#### DATA ROWS ####
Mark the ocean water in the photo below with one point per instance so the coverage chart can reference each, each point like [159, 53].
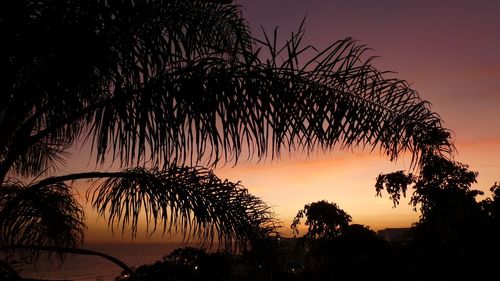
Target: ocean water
[92, 268]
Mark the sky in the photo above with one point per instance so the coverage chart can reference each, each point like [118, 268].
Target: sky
[450, 53]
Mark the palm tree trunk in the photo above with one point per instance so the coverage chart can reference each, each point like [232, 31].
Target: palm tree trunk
[68, 250]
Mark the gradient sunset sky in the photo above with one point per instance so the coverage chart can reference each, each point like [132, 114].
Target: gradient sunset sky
[448, 50]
####
* WHAT THIS TASK INVOLVES
Rescale the point coordinates in the answers to all of the data above by multiplying each by 2.6 and rounding to a whole number, with halves rounded up. Repeat every line, including the requests, keep the requests and their sample points unchanged, and leave out the pictures.

* EXERCISE SOLUTION
Mark the ocean water in the photo below with one point per instance so the coverage chart can reference each, each point like [159, 53].
Target: ocean water
[239, 697]
Mark the sky in the photo above with one point per instance so the coverage chart can reference each, each point like [118, 268].
Target: sky
[1170, 138]
Mark the palm tree trunk in the photo above with one point per instance so the coverage chart can reference each, each point like [232, 31].
Target: palm tree trunk
[177, 650]
Mark the gradient sunset sky in the photo above with one point per instance so the coverage chart can reference each, each point like [132, 114].
Target: gradient sunset sky
[1165, 130]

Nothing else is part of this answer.